- _Selected extract_:
---+---
[SPAM] Re: [torqueusers] Torque behaving strangely, jobs becoming blockedindefinitely

Leigh Gordon Leigh.Gordon at utas.edu.au
Sun Aug 19 16:54:55 MDT 2007


Hi, thanks for the reply.

I've looked into it a bit more(even going as far as looking at the source code 
for 'top', which unfortunately also uses "/proc" rather than system calls) 
and it seems like it's a job for someone with a lot more experience with C 
than myself. I did find a GPL project called Supermon, which I read a paper 
on(and it specifically said it used system calls rather than /proc on Linux) 
which may hold some clues on how to do it.

Decreasing the mom polling frequency down to 5 minutes(was 3 minutes) seems to 
at least be preventing the jobs from becoming blocked for good(the jobs that 
get marked "Deferred" return to the "Idle" status, rather than "BatchHold"), 
although it doesn't prevent the system having it's little fits every few 
minutes.

Thanks again,
Leigh

On Thursday 16 August 2007 06:43:45 David Singleton wrote:
> Hi Leigh,
>
> I'm guessing the problem is the way torque MOMs trawl /proc on
> Linux causing the MOM to spend a lot of time very busy.  Have
> you strace'd the MOM? Is your MOM running in the same cpuset
> as jobs or otherwise fighting for cpu time?
---+---
- _Given information_:
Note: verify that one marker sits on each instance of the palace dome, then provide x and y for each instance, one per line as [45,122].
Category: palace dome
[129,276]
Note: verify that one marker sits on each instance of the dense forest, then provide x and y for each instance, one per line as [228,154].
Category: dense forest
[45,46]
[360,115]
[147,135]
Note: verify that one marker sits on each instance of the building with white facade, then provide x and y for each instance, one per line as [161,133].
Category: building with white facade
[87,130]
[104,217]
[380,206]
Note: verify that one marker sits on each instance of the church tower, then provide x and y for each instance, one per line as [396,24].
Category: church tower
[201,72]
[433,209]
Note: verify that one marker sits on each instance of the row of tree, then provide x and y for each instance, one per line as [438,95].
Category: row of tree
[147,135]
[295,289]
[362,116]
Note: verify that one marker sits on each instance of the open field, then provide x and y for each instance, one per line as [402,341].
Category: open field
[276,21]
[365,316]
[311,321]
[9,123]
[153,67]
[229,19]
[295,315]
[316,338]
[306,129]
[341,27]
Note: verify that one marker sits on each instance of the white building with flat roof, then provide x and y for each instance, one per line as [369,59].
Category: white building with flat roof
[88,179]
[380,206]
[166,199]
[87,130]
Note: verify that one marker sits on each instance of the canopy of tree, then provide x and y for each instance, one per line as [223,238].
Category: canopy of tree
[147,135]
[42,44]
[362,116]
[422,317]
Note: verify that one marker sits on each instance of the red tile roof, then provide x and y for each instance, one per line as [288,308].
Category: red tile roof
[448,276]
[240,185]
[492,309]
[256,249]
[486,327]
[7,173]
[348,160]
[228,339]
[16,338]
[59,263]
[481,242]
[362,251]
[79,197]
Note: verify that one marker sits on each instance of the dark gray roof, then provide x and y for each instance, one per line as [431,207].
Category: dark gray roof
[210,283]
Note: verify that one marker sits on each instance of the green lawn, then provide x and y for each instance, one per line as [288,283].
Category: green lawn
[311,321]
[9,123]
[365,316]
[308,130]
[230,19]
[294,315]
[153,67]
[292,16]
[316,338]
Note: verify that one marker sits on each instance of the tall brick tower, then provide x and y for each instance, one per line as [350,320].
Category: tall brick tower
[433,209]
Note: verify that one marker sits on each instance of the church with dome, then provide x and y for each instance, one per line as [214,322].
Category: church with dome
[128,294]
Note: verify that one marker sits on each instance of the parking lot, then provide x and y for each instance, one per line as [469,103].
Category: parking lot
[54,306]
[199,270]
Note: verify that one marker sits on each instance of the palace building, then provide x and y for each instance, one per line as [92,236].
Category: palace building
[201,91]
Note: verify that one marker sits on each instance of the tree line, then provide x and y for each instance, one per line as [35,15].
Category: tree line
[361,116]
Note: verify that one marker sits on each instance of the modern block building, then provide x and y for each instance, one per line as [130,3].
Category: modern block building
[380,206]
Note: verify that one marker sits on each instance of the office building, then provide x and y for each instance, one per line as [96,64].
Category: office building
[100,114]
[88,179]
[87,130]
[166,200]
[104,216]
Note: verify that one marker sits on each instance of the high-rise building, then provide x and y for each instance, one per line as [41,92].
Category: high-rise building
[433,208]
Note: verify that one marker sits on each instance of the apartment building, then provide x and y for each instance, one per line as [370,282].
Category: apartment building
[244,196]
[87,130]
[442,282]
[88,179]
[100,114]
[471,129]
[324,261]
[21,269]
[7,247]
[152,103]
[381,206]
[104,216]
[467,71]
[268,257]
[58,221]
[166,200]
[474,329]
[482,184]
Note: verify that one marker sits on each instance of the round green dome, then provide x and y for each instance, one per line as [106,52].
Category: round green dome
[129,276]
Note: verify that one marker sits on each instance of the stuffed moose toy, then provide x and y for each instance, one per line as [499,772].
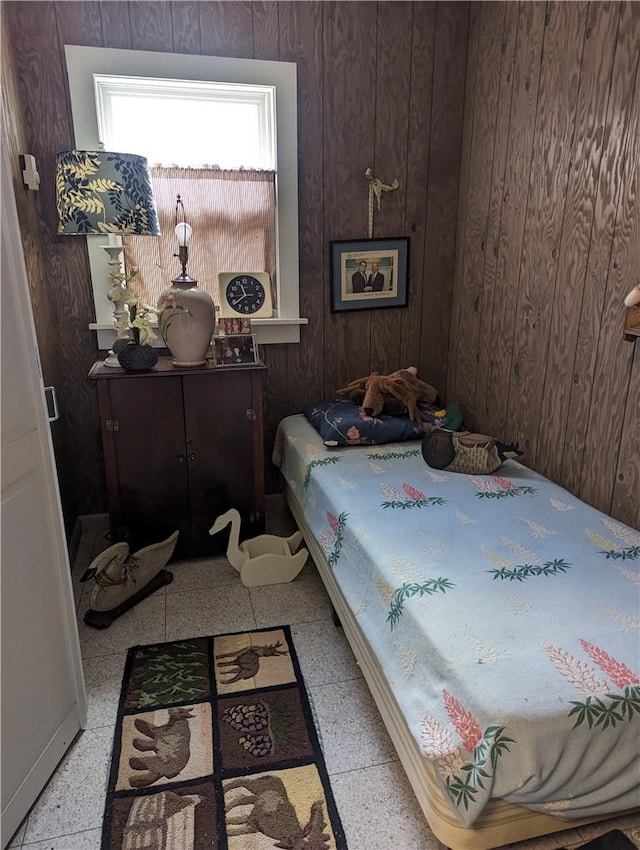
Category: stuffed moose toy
[393,394]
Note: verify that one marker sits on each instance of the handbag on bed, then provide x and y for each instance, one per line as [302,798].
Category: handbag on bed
[462,451]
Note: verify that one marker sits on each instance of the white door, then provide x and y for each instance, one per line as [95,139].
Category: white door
[43,700]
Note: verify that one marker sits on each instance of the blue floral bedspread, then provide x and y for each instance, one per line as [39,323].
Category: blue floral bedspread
[504,613]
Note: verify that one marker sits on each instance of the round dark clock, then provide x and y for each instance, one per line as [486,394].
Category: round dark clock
[245,294]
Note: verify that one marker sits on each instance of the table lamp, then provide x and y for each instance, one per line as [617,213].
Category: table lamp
[110,194]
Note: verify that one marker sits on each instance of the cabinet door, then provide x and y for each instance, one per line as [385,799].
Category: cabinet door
[151,460]
[223,426]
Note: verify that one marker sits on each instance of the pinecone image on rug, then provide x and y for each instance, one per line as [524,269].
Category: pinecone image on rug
[251,719]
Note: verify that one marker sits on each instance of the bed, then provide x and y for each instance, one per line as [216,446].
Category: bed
[495,619]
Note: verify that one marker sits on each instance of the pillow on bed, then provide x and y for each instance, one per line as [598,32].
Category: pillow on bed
[342,423]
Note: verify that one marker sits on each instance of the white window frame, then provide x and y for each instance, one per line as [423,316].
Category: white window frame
[85,62]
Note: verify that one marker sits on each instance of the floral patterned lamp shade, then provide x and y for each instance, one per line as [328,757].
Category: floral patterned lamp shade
[104,192]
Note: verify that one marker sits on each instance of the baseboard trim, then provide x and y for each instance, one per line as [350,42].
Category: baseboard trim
[94,522]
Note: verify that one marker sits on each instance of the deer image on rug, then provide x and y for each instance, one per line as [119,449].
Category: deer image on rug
[273,815]
[169,744]
[247,662]
[163,821]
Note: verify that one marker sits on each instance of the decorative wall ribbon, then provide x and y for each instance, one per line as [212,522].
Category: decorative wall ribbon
[376,188]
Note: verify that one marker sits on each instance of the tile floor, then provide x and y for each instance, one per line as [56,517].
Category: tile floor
[374,799]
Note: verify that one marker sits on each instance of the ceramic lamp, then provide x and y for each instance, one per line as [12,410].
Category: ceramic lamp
[186,314]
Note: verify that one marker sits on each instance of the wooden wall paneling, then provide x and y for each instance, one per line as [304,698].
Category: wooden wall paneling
[265,30]
[43,85]
[625,504]
[227,28]
[151,26]
[593,95]
[68,280]
[522,122]
[470,281]
[301,42]
[116,24]
[79,23]
[185,23]
[557,98]
[447,115]
[14,138]
[615,354]
[349,109]
[463,203]
[609,187]
[417,175]
[393,88]
[494,216]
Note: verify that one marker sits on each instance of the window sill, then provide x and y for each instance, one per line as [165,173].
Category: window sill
[266,332]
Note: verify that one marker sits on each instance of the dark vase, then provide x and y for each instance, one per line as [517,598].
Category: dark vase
[138,358]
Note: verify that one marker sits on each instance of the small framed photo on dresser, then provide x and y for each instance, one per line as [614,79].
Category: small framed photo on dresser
[235,350]
[231,327]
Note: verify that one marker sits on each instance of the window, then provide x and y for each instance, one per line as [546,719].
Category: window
[228,113]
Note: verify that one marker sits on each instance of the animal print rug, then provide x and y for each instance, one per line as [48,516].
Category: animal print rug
[215,747]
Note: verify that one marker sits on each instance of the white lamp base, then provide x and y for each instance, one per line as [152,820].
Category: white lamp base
[112,360]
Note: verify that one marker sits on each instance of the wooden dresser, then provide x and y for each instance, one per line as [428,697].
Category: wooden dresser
[181,446]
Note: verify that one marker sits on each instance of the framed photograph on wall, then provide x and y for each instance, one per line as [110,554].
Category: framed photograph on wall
[235,350]
[369,273]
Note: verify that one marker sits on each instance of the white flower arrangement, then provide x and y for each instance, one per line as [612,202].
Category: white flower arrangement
[134,315]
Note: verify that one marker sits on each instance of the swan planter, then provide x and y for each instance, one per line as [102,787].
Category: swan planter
[266,559]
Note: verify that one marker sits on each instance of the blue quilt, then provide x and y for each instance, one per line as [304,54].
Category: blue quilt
[503,611]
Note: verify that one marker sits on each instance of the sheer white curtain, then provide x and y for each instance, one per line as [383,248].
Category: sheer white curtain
[233,215]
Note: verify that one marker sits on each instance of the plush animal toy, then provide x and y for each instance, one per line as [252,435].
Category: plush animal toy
[461,451]
[393,394]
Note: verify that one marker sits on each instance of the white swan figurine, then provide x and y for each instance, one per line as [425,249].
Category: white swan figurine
[267,559]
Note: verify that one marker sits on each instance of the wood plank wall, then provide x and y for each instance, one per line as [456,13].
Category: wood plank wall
[381,85]
[548,242]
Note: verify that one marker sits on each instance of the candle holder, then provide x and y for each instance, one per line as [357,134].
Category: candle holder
[186,314]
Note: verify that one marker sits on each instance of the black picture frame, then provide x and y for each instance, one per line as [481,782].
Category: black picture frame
---+---
- _Prompt 1_: Can you return the part of the Torque post starting with "Hi, thanks for" and going on through "than system calls)"?
- _Prompt 2_: How would you summarize the Torque post in three sentences?
The data above comes from a separate source.

- _Exercise result 1_:
Hi, thanks for the reply.

I've looked into it a bit more(even going as far as looking at the source code 
for 'top', which unfortunately also uses "/proc" rather than system calls)

- _Exercise result 2_: In the quoted reply, David Singleton guesses that the problem comes from the way torque MOMs trawl /proc on Linux, which keeps the MOM very busy. Leigh found that the source code for 'top' also uses /proc rather than system calls and judged the fix a job for someone with more C experience, though the GPL project Supermon, which uses system calls, may hold some clues. Lowering the mom polling frequency to 5 minutes from 3 seems to keep jobs from becoming blocked for good, but the system still has its little fits every few minutes.